*Source data*
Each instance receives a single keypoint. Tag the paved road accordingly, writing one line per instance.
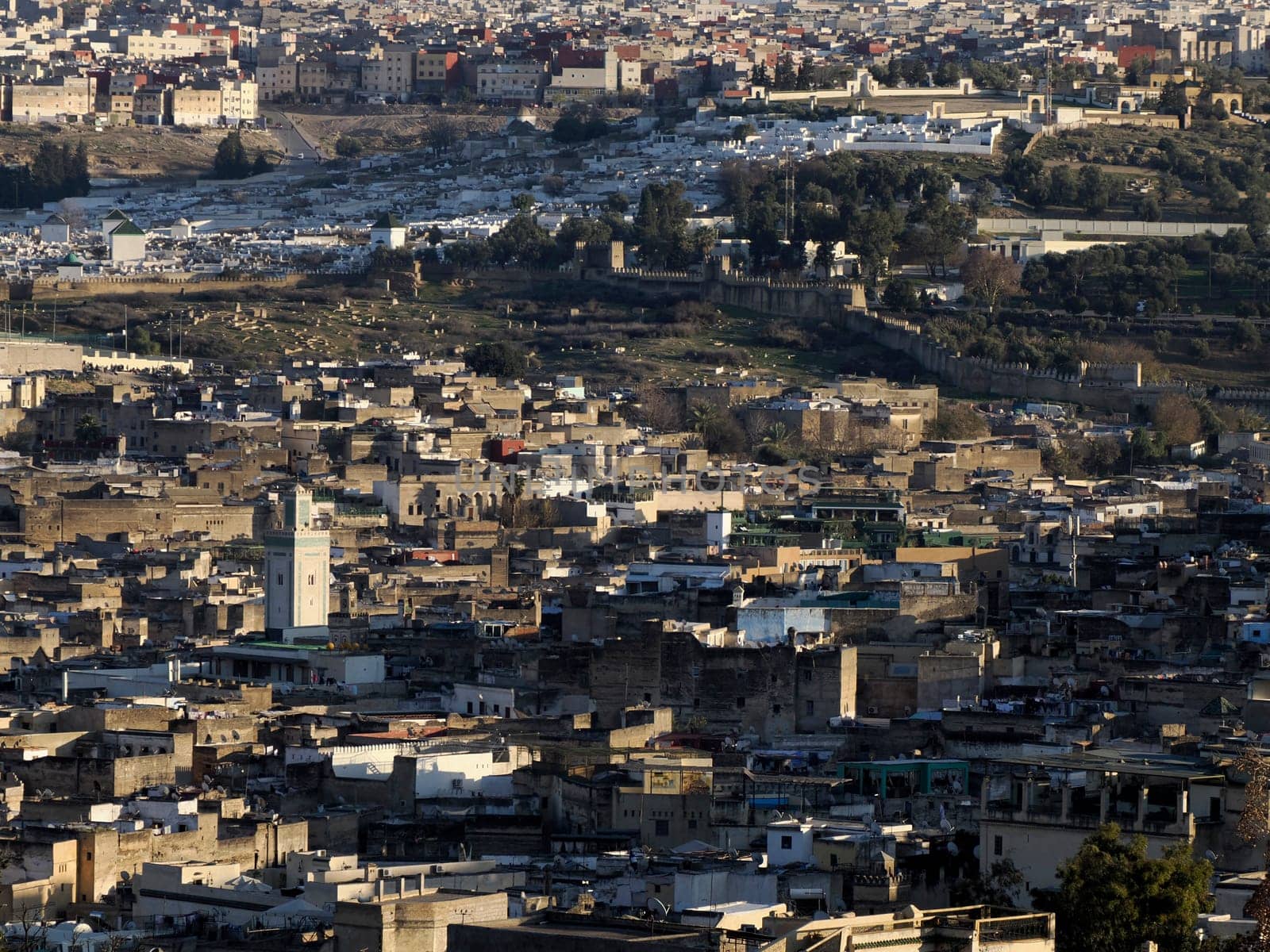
(291, 139)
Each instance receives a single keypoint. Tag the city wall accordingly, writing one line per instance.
(1087, 226)
(1113, 387)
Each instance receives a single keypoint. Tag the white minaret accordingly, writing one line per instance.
(296, 573)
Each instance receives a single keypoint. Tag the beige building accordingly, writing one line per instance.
(52, 101)
(277, 80)
(417, 922)
(198, 105)
(511, 82)
(969, 928)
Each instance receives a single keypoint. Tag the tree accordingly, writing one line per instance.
(1149, 209)
(1172, 99)
(1114, 898)
(232, 160)
(442, 135)
(656, 409)
(787, 76)
(1095, 190)
(956, 422)
(524, 241)
(497, 359)
(719, 431)
(804, 73)
(939, 230)
(990, 277)
(997, 886)
(660, 225)
(899, 296)
(1246, 336)
(874, 238)
(949, 74)
(1176, 419)
(1138, 70)
(89, 429)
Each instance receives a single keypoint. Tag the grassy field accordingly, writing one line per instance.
(563, 325)
(131, 152)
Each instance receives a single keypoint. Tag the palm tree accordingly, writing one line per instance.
(775, 442)
(88, 429)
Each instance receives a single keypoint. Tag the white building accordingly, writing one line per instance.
(55, 230)
(387, 230)
(298, 571)
(127, 243)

*Exercise brief*
When you reproduce the data shown above, keep each line exact and omit every picture.

*Task output*
Each instance receives a single keypoint. Tag the paved road accordingly, writing one line per instance.
(291, 139)
Each instance receives a single keypoint. Tag the city wall accordingly, writing one line per instance.
(1087, 226)
(1113, 387)
Each instance receives a single keypoint. Tag the white minaret accordingly, writing one line per instance.
(296, 573)
Each instance receives a single keypoint. Tag the beige building accordingly, writing one line per instance.
(52, 101)
(277, 80)
(417, 922)
(198, 105)
(511, 82)
(969, 928)
Each instance receives a single keypoint. Tag the tree accordingly, writing one line per instance.
(1149, 209)
(1172, 99)
(1114, 898)
(232, 160)
(442, 135)
(656, 409)
(787, 76)
(1095, 190)
(956, 422)
(524, 241)
(497, 359)
(719, 431)
(804, 73)
(939, 230)
(990, 277)
(997, 886)
(660, 225)
(899, 296)
(1246, 336)
(874, 238)
(949, 74)
(1176, 419)
(1138, 70)
(89, 429)
Each instance receives a single keypoint. Tag the grassy field accordingly, writing one line per instance.
(563, 325)
(131, 152)
Each instance receives a single keypoint. Tag the palm tree accordingly, writing one line per instance.
(775, 442)
(88, 429)
Each instance receives a single keypoint. Tag the white building accordingly, writing one line per instance.
(55, 230)
(387, 230)
(298, 571)
(127, 243)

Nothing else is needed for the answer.